What you are asked to do: Rewrite all of the entries below, changing every "bird's" to "animal's" and keeping everything else the same. Leave the pictures out of your version.
-- Begin --
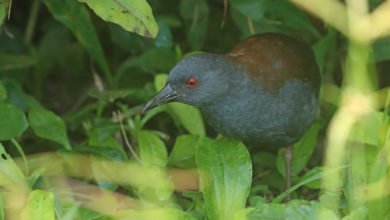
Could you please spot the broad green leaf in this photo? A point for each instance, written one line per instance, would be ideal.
(48, 125)
(295, 209)
(74, 16)
(40, 205)
(196, 15)
(276, 13)
(183, 152)
(164, 37)
(12, 121)
(303, 150)
(134, 16)
(3, 92)
(15, 61)
(152, 149)
(189, 116)
(225, 173)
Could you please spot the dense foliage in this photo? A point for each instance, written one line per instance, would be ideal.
(75, 75)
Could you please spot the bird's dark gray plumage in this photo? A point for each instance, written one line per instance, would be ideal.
(263, 92)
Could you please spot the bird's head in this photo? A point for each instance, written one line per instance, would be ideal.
(196, 80)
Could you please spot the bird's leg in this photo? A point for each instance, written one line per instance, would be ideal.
(288, 156)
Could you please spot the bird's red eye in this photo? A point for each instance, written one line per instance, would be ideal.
(191, 82)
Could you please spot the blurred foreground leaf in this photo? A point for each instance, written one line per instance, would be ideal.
(14, 61)
(74, 16)
(134, 16)
(275, 13)
(226, 173)
(196, 15)
(189, 116)
(12, 121)
(303, 150)
(10, 174)
(13, 185)
(40, 205)
(295, 209)
(48, 125)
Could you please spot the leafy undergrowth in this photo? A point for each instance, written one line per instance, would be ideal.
(75, 75)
-- End --
The answer:
Could you please spot the broad green leaf in this photo? A point for each instance, written one line per instance, would be ideal.
(48, 125)
(295, 209)
(74, 16)
(40, 205)
(196, 15)
(276, 13)
(183, 152)
(164, 37)
(12, 121)
(303, 150)
(134, 16)
(3, 92)
(15, 61)
(152, 149)
(189, 116)
(225, 173)
Could you please spot the dense foliage in this photo? A point for each instance, written one line per instance, would be ideal.
(75, 75)
Could you please spot the animal's dark gray plumage in this photo? A point for each instance, written one line per instance, would be ideal.
(263, 92)
Could you please spot the animal's head in this photo? A point for each instance, written one line per instance, would be ideal.
(196, 80)
Could you please spot the animal's leg in this photo? A point for each instance, written one line per instance, would be ideal.
(288, 156)
Could you please spot the animal's red eye in this photo? A point for each instance, written one line per instance, would be ideal.
(191, 82)
Could you please spot the blurred foreground leaf in this photo? A point for each instance, written one line per instance, would be ideal.
(14, 61)
(74, 16)
(134, 16)
(275, 13)
(226, 173)
(196, 15)
(189, 116)
(12, 121)
(303, 150)
(10, 174)
(13, 185)
(40, 205)
(295, 209)
(48, 125)
Could you please spot the leafy undergrowth in this photo? A point for each instance, written one line per instance, would be ideal.
(75, 75)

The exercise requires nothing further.